• [RECORDS TO PROCESS]:
********

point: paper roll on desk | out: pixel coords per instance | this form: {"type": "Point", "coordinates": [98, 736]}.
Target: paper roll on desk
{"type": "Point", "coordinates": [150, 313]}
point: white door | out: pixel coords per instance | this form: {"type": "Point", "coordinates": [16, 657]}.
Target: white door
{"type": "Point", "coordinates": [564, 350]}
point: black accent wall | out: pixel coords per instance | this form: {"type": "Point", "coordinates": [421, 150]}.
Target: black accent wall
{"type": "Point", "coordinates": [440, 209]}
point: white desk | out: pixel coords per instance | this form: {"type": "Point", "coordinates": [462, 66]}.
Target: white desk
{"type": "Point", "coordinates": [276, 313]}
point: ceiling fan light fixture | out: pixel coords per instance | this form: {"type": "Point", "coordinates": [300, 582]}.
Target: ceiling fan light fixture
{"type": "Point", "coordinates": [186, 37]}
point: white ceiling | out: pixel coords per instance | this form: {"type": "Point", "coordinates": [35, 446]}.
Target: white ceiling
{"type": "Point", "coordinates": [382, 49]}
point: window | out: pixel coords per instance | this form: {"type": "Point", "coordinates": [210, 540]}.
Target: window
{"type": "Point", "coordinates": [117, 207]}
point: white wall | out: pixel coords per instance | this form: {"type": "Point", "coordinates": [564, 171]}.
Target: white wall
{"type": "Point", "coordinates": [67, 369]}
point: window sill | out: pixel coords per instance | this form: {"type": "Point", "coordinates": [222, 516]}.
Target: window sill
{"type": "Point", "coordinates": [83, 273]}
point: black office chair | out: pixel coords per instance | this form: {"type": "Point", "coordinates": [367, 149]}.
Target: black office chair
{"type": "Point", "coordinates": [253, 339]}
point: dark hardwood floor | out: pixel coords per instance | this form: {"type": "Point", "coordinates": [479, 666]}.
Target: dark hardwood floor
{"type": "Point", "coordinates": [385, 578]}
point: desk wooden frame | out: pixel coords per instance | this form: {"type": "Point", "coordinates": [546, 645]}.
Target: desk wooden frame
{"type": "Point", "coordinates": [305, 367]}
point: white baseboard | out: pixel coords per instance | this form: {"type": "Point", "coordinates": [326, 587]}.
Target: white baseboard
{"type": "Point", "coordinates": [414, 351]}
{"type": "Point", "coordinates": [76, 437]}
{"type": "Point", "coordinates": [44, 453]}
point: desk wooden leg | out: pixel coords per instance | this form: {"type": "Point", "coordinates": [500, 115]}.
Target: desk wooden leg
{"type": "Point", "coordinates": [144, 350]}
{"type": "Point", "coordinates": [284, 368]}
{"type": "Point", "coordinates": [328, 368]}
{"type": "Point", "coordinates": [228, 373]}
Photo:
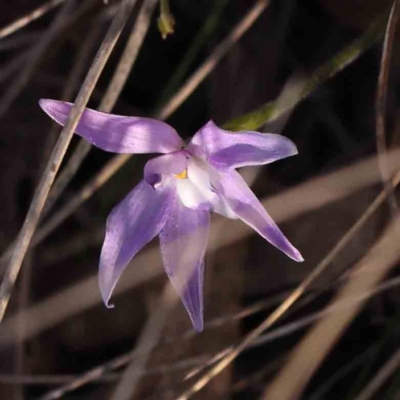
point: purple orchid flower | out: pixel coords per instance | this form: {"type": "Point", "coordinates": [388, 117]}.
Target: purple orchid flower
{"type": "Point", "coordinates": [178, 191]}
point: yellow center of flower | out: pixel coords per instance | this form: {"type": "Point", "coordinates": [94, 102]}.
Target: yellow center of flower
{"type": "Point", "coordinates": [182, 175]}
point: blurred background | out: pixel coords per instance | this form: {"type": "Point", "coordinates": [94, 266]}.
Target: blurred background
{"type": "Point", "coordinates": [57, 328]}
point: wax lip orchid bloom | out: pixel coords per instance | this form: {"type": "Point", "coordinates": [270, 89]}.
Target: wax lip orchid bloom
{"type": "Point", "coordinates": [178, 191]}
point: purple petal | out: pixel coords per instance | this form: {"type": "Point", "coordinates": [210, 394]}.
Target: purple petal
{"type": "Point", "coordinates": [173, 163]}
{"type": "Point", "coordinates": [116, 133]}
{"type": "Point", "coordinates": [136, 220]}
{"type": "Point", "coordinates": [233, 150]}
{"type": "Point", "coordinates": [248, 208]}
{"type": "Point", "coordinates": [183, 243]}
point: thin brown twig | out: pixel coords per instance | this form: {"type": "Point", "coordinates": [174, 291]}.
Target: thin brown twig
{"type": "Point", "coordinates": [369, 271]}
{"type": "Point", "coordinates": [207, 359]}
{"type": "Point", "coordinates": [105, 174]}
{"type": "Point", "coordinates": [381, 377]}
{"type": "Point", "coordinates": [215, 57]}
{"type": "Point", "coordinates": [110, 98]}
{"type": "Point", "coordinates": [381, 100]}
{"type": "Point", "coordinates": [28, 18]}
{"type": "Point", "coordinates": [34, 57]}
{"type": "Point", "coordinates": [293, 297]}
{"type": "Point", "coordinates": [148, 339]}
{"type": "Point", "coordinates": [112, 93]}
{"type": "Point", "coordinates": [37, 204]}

********

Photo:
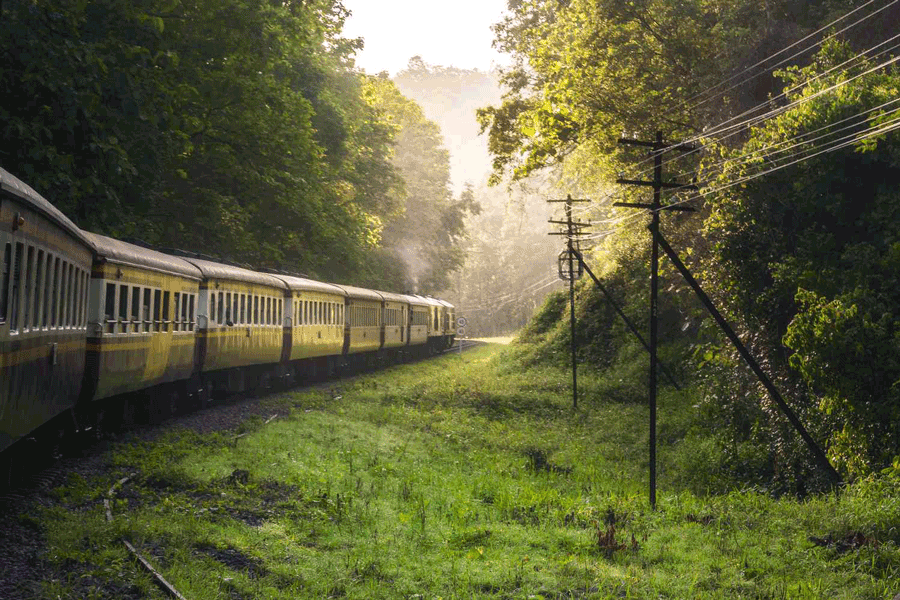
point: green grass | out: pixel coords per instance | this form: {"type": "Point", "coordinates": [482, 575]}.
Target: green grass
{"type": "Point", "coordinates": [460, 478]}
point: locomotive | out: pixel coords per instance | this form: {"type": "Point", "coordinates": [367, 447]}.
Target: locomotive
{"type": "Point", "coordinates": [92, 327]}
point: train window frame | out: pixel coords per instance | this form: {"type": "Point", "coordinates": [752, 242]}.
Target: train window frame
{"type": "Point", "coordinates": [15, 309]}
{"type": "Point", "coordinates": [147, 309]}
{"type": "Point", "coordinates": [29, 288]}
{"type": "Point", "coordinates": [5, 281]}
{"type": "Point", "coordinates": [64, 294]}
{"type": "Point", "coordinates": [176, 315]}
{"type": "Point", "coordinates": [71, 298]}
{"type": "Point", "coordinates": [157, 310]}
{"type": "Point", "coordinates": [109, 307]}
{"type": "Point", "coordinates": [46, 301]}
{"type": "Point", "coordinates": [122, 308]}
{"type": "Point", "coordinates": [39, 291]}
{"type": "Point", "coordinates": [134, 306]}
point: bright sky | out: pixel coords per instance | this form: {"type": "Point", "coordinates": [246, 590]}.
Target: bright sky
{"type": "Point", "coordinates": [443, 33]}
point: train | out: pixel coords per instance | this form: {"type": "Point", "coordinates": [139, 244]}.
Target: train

********

• [TRY IT]:
For this exercise, please output exactly the lines above starting at the line with "point: paper roll" and ending at the line with "point: ceiling fan", ends included.

• [WRITTEN ANSWER]:
point: paper roll on desk | out: pixel coords per instance | this form: {"type": "Point", "coordinates": [98, 736]}.
Target: paper roll on desk
{"type": "Point", "coordinates": [150, 313]}
point: white door | out: pixel coords per instance | this form: {"type": "Point", "coordinates": [16, 657]}.
Target: white door
{"type": "Point", "coordinates": [564, 350]}
point: black accent wall | out: pixel coords per instance | this form: {"type": "Point", "coordinates": [421, 150]}.
Target: black accent wall
{"type": "Point", "coordinates": [440, 209]}
point: white desk | out: pixel coords per instance | this form: {"type": "Point", "coordinates": [462, 66]}.
Target: white desk
{"type": "Point", "coordinates": [276, 313]}
point: ceiling fan light fixture | out: pixel coords per instance | this form: {"type": "Point", "coordinates": [300, 582]}.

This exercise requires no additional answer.